**Problem requirements**
Copy exactly the lines of the material below that run from the one containing "242L79 258L103 291L487" through the one containing "positive clicks: (500, 277)". Copy no other lines.
[Data records]
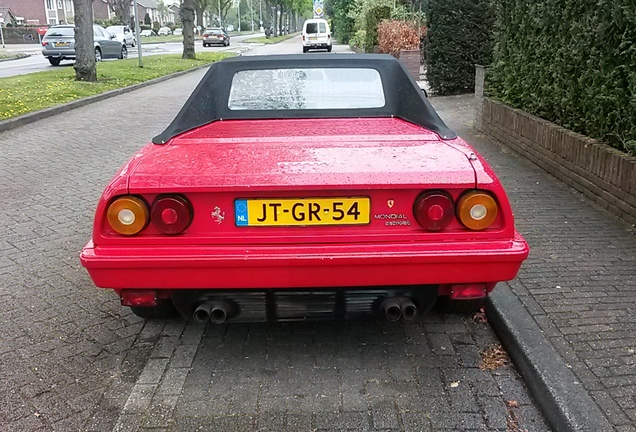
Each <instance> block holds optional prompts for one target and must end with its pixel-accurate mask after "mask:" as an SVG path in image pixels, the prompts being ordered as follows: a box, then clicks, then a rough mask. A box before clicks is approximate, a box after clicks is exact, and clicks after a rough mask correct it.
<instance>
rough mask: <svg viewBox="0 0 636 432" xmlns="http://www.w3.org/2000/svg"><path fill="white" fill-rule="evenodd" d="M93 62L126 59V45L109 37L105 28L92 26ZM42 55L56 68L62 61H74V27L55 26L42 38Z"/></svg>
mask: <svg viewBox="0 0 636 432" xmlns="http://www.w3.org/2000/svg"><path fill="white" fill-rule="evenodd" d="M93 39H94V45H95V60H97V61H101V60H102V59H107V58H118V59H125V58H128V49H127V48H126V44H125V43H122V42H121V41H120V40H118V39H117V37H116V36H115V35H111V34H110V33H109V32H108V31H106V29H105V28H103V27H101V26H98V25H96V24H95V25H93ZM42 54H43V55H44V57H46V58H47V59H49V63H51V64H52V65H53V66H58V65H59V64H60V62H61V61H62V60H75V26H74V25H56V26H53V27H51V28H50V29H49V30H48V31H47V32H46V34H45V35H44V37H43V38H42Z"/></svg>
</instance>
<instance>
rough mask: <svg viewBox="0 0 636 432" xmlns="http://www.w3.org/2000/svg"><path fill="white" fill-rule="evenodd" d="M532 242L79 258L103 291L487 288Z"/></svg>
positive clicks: (500, 277) (510, 264) (520, 264)
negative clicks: (455, 287) (477, 286)
mask: <svg viewBox="0 0 636 432" xmlns="http://www.w3.org/2000/svg"><path fill="white" fill-rule="evenodd" d="M527 256H528V245H527V244H526V242H525V241H524V240H523V238H522V237H521V236H520V235H519V234H516V236H515V238H514V239H512V240H497V241H480V242H452V243H432V244H431V243H424V244H422V243H390V244H386V243H382V244H323V245H319V244H315V245H279V246H268V245H253V246H198V245H192V246H179V247H174V246H171V247H164V246H143V247H122V246H105V247H95V246H94V245H93V244H92V242H89V243H88V244H87V245H86V246H85V247H84V249H83V251H82V253H81V255H80V261H81V263H82V265H83V266H84V267H86V268H87V270H88V272H89V274H90V276H91V278H92V279H93V281H94V283H95V284H96V285H97V286H99V287H102V288H113V289H116V290H118V289H123V288H138V289H139V288H141V289H143V288H148V289H249V288H256V289H259V288H279V289H285V288H290V289H291V288H311V287H342V286H350V287H356V286H379V285H431V284H459V283H488V282H500V281H505V280H511V279H513V278H514V277H515V276H516V274H517V272H518V270H519V267H520V266H521V263H522V262H523V260H525V259H526V258H527Z"/></svg>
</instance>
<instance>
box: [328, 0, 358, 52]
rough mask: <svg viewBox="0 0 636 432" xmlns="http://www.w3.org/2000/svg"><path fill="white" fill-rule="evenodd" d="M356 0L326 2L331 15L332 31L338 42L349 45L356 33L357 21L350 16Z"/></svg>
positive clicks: (345, 0) (332, 32)
mask: <svg viewBox="0 0 636 432" xmlns="http://www.w3.org/2000/svg"><path fill="white" fill-rule="evenodd" d="M354 3H355V2H354V0H331V1H329V2H328V3H326V7H327V15H328V16H330V17H331V32H332V33H333V35H334V36H335V37H336V38H338V42H340V43H342V44H345V45H347V44H348V43H349V41H350V40H351V38H353V35H354V33H355V27H354V26H355V22H354V20H353V18H351V17H350V16H349V9H350V8H351V7H352V5H353V4H354Z"/></svg>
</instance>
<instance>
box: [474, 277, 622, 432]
mask: <svg viewBox="0 0 636 432" xmlns="http://www.w3.org/2000/svg"><path fill="white" fill-rule="evenodd" d="M486 311H487V314H488V321H489V322H490V324H491V325H492V327H493V329H494V330H495V332H496V333H497V335H498V336H499V339H500V340H501V342H502V343H503V345H504V347H505V348H506V351H507V352H508V354H509V355H510V357H511V358H512V360H513V361H514V363H515V365H516V366H517V369H518V371H519V373H520V374H521V376H522V377H523V380H524V382H525V383H526V385H527V386H528V389H529V390H530V393H531V394H532V396H533V397H534V400H535V402H536V404H537V406H538V407H539V409H540V410H541V411H542V412H543V414H544V416H545V419H546V420H547V421H548V423H549V424H550V426H551V427H552V428H553V429H554V430H555V431H590V432H600V431H612V430H614V428H613V427H612V426H611V425H610V424H609V422H608V421H607V419H606V417H605V414H604V413H603V412H602V411H601V409H600V408H599V407H598V405H597V404H596V403H595V402H594V401H593V400H592V397H591V396H590V395H589V393H588V391H587V390H586V389H585V388H584V387H583V385H582V384H581V383H580V382H579V381H578V379H577V378H576V376H575V375H574V373H573V372H572V371H571V370H570V369H569V368H568V367H567V366H566V365H565V362H564V361H563V359H562V358H561V356H560V355H559V353H558V352H557V351H556V349H555V348H554V347H553V346H552V344H551V343H550V341H549V340H548V338H547V337H546V336H545V334H544V333H543V332H542V331H541V329H540V328H539V325H538V324H537V322H536V321H535V320H534V318H533V317H532V316H531V315H530V313H529V312H528V310H527V309H526V307H525V306H524V305H523V304H522V303H521V300H520V299H519V298H518V297H517V295H516V294H515V293H513V292H512V291H511V289H510V287H509V286H508V284H500V285H499V286H498V287H497V288H496V289H495V290H494V291H493V292H492V293H491V294H490V296H489V299H488V301H487V304H486Z"/></svg>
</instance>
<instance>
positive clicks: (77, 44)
mask: <svg viewBox="0 0 636 432" xmlns="http://www.w3.org/2000/svg"><path fill="white" fill-rule="evenodd" d="M73 6H74V7H75V56H76V58H75V66H73V67H74V69H75V80H76V81H90V82H95V81H97V68H96V66H95V48H94V38H93V1H92V0H73Z"/></svg>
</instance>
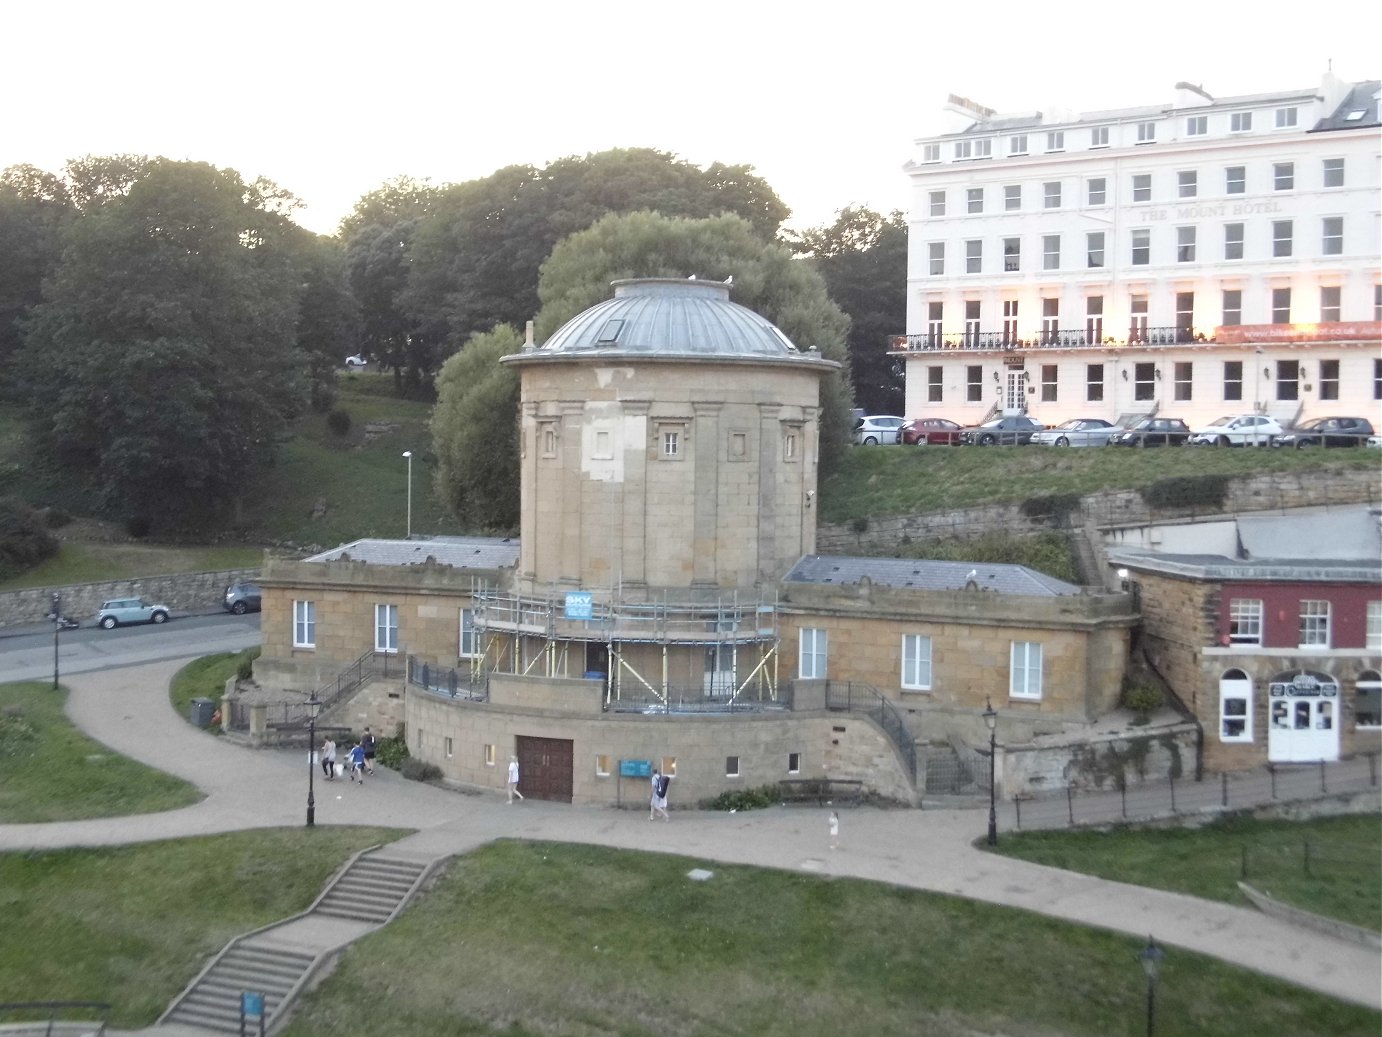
[/Data records]
**Completed exercise**
rough mask: <svg viewBox="0 0 636 432" xmlns="http://www.w3.org/2000/svg"><path fill="white" fill-rule="evenodd" d="M532 242L79 258L103 291L487 288Z"/></svg>
positive clicks: (500, 277) (510, 264) (520, 264)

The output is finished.